Lay out the stretch of the listing from its start through the line containing "88 71 L 96 71" as a Markdown table with the columns Row and Line, omitting blank lines and leaving out the pictures.

=== Records shown ===

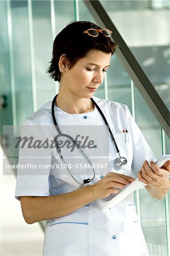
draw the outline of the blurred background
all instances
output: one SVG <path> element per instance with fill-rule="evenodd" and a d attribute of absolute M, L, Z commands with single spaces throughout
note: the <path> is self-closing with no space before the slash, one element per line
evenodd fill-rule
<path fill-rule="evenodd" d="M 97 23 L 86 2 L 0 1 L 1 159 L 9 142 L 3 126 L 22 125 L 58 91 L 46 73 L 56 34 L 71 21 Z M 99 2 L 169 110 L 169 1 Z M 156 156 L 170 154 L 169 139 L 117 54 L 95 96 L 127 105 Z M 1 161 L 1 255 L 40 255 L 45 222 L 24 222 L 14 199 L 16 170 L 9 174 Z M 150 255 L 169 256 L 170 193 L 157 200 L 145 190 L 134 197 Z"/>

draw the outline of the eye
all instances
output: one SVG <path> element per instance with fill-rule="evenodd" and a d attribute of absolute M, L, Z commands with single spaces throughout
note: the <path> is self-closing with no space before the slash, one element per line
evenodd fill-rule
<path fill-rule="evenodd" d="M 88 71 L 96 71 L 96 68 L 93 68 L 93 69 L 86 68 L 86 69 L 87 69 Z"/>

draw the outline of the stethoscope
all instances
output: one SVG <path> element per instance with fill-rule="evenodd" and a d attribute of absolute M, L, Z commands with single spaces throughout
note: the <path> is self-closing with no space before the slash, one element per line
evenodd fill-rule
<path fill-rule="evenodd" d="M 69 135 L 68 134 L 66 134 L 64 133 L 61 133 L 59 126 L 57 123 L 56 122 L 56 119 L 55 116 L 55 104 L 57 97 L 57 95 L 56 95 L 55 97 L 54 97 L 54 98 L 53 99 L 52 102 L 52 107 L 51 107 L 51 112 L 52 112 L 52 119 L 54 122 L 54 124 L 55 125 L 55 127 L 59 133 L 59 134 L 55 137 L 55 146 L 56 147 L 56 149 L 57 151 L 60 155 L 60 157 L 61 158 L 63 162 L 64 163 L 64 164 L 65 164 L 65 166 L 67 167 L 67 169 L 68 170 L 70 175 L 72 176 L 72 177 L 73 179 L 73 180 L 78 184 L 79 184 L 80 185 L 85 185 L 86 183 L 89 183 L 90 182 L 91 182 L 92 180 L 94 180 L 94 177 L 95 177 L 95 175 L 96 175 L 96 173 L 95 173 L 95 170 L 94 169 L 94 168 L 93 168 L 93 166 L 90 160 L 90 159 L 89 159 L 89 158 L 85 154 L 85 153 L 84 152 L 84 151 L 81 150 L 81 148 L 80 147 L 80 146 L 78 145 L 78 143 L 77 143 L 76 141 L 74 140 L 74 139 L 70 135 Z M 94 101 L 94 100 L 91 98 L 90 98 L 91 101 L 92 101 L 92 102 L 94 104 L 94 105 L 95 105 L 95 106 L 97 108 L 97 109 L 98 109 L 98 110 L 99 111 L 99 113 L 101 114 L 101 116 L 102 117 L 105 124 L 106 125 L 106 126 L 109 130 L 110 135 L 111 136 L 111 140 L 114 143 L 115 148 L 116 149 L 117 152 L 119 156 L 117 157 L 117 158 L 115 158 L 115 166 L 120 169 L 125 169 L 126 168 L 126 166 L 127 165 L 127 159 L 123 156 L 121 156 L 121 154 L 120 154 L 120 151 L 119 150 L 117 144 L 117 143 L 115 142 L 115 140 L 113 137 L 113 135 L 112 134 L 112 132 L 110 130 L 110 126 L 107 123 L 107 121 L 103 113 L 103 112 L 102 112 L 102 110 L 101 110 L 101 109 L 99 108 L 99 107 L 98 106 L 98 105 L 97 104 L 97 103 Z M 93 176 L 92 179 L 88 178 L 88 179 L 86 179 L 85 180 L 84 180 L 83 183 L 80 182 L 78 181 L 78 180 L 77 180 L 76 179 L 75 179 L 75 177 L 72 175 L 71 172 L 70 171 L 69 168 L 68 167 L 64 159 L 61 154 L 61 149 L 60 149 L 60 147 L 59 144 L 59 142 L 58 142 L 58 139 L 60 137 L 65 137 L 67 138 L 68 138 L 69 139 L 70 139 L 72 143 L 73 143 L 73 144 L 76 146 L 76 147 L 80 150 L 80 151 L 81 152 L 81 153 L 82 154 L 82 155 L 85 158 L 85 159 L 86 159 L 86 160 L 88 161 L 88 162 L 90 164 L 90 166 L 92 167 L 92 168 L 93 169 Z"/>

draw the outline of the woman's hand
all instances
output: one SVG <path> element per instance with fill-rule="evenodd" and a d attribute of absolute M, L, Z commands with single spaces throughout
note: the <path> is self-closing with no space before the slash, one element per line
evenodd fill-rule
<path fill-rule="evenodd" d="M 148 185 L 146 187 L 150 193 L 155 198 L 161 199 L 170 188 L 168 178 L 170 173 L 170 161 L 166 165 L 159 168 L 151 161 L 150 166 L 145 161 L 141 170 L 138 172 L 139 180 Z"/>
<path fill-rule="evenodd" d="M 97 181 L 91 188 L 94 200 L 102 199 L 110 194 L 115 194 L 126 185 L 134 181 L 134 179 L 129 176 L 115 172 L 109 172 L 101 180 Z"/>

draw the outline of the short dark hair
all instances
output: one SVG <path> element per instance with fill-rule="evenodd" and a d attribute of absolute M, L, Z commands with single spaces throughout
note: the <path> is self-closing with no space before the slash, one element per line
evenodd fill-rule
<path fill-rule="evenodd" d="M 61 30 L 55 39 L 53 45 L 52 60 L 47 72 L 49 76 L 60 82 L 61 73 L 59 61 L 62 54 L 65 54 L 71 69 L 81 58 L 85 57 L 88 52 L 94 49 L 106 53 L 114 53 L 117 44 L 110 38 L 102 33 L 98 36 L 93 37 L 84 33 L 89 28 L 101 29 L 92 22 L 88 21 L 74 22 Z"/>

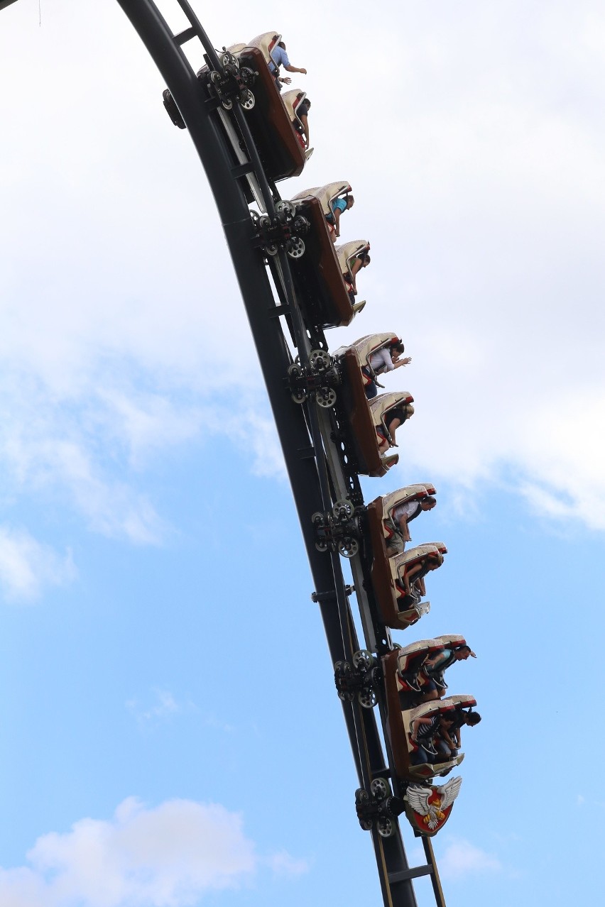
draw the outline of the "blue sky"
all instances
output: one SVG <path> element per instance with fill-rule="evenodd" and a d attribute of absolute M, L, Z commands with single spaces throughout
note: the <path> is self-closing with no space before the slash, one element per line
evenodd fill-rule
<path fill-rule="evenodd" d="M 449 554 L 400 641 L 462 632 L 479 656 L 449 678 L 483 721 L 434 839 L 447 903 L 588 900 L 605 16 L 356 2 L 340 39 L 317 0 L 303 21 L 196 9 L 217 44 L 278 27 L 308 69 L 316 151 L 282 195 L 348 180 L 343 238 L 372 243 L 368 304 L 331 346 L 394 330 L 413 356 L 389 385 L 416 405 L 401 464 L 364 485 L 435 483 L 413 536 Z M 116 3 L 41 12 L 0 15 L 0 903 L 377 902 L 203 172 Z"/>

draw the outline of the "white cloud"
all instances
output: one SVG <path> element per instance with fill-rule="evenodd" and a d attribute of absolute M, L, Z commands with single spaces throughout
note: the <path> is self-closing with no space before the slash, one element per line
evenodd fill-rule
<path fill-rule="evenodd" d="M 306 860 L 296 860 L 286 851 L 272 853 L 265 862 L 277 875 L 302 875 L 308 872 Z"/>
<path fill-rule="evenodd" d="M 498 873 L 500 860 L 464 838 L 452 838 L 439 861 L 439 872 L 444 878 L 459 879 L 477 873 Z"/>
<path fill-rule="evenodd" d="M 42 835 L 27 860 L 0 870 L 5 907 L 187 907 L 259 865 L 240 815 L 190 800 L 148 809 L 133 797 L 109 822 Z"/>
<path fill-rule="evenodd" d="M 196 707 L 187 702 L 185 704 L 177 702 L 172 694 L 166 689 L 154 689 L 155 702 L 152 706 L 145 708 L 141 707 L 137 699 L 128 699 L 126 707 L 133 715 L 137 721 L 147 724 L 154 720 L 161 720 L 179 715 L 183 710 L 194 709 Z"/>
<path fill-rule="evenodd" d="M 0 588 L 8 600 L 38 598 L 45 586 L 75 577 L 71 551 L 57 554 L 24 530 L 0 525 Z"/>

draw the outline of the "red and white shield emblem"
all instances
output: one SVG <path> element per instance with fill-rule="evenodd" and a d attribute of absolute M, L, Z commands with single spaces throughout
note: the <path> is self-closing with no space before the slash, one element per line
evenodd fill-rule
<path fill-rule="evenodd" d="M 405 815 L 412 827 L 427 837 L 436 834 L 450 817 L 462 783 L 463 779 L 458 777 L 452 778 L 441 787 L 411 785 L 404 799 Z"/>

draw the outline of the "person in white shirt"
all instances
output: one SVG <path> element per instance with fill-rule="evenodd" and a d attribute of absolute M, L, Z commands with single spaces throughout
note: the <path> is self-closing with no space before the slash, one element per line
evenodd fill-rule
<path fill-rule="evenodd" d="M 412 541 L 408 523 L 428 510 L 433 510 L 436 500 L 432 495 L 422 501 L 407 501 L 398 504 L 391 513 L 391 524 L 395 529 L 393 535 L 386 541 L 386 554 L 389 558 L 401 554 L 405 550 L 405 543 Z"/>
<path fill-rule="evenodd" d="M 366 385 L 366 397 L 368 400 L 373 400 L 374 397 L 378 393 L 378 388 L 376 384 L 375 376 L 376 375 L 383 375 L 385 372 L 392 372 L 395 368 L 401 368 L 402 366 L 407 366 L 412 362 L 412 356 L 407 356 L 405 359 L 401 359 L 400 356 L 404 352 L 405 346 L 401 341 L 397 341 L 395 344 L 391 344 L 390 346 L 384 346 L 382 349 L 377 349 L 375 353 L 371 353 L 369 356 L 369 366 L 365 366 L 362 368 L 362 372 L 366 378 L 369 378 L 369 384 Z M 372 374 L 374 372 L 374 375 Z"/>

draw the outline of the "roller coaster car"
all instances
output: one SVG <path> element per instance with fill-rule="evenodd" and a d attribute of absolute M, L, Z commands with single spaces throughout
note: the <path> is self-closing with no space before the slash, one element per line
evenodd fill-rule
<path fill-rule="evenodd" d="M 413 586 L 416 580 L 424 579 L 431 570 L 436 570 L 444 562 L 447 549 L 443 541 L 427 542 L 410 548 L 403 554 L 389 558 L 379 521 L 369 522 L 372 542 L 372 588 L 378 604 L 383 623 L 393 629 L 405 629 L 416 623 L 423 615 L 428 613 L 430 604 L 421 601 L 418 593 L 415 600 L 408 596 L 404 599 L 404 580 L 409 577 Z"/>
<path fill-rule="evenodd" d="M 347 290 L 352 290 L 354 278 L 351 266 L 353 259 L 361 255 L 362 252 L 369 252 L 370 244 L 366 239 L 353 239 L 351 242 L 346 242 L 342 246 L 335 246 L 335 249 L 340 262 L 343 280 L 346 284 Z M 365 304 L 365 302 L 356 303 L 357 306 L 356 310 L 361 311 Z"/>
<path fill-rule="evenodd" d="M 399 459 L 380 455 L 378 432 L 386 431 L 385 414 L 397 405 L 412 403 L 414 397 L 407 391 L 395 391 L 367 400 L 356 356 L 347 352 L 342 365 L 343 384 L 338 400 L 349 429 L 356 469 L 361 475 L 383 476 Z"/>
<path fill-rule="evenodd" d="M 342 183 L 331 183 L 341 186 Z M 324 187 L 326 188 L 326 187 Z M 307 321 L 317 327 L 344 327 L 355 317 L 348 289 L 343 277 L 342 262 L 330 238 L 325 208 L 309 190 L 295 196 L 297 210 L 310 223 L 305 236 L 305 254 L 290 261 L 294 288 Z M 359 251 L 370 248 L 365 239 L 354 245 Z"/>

===

__Response to this task__
| Row | Line |
|---|---|
| 1 | draw the outline of the blurred background |
| 2 | all instances |
| 3 | output: one SVG <path> element per instance with fill-rule="evenodd" and a d attribute of absolute M, L, Z commands with single spaces throughout |
| 4 | note: the <path> is self-closing with no space before the slash, one element per line |
| 5 | evenodd fill-rule |
| 6 | <path fill-rule="evenodd" d="M 97 23 L 86 2 L 0 1 L 1 159 L 9 142 L 3 126 L 22 125 L 58 91 L 46 73 L 56 34 L 71 21 Z M 99 2 L 169 110 L 169 1 Z M 156 156 L 170 154 L 169 139 L 117 54 L 95 96 L 127 105 Z M 1 161 L 1 255 L 40 255 L 45 222 L 24 222 L 14 199 L 16 170 L 9 174 Z M 150 255 L 169 256 L 170 193 L 157 200 L 145 190 L 134 197 Z"/> |
| 7 | draw the outline of the eye |
| 8 | all instances |
| 9 | output: one SVG <path> element per instance with fill-rule="evenodd" and a d attribute of absolute M, L, Z commands with single spaces throughout |
| 10 | note: the <path> is self-closing with no space before the slash, one element per line |
| 11 | evenodd fill-rule |
| 12 | <path fill-rule="evenodd" d="M 88 71 L 96 71 L 96 68 L 93 68 L 93 69 L 86 68 L 86 69 L 87 69 Z"/> |